§ **Text block**:
########
Abstract
After the meltdown of the Fukushima Daiichi facility on March 11, 2011, in Japan, attempts by civil society actors to reroute the energy priorities of the country inevitably confronted obstacles in what scholars, activists, and journalists alike termed a nuclear complex. The authors’ original network data identify a dense field of overlapping executives and officials in Japan who forge long-term ties among the nuclear energy industry, the state, the leading business federation in Japan, nuclear scientists, and the national media. The authors use the Fruchterman-Reingold algorithm to present a large-n network visualization of these organizations and their ties in a manner that spatially distributes similar pairs of organizations proximate to one another.
########
(Dataset excerpts on object pointing)
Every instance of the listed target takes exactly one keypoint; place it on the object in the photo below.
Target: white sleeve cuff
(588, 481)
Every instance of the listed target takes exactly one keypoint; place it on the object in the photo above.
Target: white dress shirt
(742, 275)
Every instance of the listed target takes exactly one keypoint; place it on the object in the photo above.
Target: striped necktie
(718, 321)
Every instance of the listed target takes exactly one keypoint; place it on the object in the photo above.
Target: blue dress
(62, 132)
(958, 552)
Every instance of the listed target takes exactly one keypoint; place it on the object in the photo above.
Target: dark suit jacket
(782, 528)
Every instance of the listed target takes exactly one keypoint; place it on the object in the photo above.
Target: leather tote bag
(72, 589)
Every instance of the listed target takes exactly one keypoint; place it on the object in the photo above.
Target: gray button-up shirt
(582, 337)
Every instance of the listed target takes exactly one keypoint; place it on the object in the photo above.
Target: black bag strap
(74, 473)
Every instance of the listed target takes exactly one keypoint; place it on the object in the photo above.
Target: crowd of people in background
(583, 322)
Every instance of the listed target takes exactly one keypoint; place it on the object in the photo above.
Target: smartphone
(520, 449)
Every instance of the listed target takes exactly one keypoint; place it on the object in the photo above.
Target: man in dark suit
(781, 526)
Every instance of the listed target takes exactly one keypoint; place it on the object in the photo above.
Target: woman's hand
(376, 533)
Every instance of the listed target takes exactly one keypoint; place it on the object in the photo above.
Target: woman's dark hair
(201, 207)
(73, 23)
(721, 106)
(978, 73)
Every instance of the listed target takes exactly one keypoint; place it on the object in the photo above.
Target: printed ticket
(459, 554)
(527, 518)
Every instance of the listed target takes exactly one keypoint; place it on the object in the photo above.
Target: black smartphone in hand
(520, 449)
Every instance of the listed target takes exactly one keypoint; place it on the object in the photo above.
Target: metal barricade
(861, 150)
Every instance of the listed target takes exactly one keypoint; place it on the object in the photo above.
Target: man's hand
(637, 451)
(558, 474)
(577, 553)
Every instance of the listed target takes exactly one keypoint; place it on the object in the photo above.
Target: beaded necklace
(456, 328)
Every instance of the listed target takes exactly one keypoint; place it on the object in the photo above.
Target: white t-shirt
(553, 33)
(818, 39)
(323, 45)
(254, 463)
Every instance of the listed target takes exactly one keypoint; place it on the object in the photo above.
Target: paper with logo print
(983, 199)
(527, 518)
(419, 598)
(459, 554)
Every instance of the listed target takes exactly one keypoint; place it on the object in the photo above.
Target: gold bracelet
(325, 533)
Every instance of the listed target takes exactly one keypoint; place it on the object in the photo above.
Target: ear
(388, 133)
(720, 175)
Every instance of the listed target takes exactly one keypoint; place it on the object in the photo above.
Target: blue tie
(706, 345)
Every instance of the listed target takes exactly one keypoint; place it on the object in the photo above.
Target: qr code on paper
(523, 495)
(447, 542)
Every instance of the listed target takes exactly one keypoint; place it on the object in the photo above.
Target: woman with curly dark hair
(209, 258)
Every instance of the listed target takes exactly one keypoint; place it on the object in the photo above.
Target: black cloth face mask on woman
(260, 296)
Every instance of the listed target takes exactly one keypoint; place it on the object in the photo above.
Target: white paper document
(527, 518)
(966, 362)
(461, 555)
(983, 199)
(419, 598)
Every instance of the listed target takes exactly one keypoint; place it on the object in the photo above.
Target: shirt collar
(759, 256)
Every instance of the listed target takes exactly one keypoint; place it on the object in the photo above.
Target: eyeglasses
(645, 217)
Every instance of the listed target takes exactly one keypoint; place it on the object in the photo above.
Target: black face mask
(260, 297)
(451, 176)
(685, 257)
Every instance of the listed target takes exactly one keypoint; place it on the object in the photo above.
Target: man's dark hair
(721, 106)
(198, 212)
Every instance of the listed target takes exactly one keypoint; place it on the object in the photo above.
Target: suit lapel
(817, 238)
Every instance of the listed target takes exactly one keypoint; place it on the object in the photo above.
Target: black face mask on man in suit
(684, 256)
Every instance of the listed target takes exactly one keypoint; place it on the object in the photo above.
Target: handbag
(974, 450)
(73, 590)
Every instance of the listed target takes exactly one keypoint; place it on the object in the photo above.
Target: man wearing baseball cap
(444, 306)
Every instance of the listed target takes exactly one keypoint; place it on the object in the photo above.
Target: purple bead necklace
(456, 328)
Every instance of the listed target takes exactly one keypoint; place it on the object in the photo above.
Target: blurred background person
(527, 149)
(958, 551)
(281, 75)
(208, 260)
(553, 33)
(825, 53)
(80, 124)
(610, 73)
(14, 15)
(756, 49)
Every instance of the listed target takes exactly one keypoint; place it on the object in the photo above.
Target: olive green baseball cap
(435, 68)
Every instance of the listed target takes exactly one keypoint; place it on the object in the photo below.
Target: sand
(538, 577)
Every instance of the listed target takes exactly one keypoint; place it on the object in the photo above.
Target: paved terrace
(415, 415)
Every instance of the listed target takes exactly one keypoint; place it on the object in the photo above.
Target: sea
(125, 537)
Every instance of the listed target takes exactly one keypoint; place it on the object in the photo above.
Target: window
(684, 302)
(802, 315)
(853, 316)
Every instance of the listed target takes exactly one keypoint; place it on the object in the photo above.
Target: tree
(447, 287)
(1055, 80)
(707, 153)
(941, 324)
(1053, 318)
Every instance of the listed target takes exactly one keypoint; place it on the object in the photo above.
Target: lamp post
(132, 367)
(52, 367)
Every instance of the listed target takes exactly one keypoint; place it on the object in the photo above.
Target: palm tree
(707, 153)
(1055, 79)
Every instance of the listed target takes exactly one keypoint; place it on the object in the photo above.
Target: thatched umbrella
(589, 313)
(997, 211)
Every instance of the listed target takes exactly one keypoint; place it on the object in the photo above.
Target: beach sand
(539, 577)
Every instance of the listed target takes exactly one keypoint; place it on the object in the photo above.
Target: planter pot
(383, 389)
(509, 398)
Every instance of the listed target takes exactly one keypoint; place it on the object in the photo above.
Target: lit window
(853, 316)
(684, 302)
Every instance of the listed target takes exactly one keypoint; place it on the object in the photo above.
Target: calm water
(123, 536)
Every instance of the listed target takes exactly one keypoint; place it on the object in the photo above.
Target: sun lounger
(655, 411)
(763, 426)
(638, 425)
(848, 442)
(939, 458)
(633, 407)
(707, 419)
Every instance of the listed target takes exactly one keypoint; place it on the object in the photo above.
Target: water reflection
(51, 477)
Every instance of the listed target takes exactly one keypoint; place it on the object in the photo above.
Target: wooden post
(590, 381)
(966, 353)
########
§ **Set of tasks**:
1. According to the abstract, which algorithm do the authors use for their network visualization?
2. Please extract every line of the entries that contains the string "woman".

§ **Answer set**:
1. The Fruchterman-Reingold algorithm.

2.
Target: woman's hand
Target: woman's dark hair
Target: woman with curly dark hair
Target: black cloth face mask on woman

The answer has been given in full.